◆ DESCRIPTION OF THE TASK: Compute how many lines below contain the word "tall" and respond with that number only.

◆ EXERCISE DATA:
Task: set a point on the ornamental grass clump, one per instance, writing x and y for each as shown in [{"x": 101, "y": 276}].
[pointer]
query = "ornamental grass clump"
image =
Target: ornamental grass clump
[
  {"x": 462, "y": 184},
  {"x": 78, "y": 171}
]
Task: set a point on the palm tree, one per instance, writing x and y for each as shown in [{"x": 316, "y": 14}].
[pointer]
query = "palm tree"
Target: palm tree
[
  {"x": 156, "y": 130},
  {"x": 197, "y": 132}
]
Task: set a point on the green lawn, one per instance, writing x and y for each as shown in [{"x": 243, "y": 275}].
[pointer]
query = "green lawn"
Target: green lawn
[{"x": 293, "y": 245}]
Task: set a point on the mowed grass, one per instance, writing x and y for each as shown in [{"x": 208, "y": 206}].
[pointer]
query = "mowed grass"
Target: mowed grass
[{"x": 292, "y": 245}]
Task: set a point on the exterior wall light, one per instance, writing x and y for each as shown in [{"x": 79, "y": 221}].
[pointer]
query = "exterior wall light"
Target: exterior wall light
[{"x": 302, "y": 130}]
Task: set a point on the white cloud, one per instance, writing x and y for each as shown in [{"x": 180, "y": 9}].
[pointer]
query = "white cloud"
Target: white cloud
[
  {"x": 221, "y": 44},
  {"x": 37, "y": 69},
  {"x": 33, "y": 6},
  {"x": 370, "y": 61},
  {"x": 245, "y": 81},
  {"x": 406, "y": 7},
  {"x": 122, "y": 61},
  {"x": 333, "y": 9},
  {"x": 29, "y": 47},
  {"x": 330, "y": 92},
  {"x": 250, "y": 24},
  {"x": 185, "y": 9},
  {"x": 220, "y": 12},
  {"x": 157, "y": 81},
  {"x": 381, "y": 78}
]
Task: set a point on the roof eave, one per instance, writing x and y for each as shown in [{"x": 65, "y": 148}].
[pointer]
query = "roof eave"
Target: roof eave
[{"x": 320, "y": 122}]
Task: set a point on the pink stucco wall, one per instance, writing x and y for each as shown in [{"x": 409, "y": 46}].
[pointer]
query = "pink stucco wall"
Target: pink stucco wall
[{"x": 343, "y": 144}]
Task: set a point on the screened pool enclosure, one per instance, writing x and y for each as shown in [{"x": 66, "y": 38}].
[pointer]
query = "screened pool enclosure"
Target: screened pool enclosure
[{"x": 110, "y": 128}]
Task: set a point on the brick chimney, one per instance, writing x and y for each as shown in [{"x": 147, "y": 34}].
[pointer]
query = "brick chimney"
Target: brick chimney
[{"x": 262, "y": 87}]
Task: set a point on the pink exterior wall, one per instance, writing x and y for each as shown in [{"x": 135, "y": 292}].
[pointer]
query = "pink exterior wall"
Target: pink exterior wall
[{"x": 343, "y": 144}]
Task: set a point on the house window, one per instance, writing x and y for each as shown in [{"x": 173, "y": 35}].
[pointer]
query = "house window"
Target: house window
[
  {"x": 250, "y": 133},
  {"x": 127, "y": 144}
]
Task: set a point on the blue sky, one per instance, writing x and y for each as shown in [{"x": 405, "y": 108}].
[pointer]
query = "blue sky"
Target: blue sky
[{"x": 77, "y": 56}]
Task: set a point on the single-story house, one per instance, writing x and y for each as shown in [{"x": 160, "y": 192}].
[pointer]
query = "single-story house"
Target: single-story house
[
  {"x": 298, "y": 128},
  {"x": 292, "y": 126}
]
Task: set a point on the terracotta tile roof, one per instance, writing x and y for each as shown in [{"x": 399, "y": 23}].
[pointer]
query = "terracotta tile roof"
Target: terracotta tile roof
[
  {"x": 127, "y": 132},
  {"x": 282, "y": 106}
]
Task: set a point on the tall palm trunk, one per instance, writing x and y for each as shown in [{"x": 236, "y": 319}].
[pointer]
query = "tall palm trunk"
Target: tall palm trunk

◆ SOLUTION TO THE PROBLEM: 3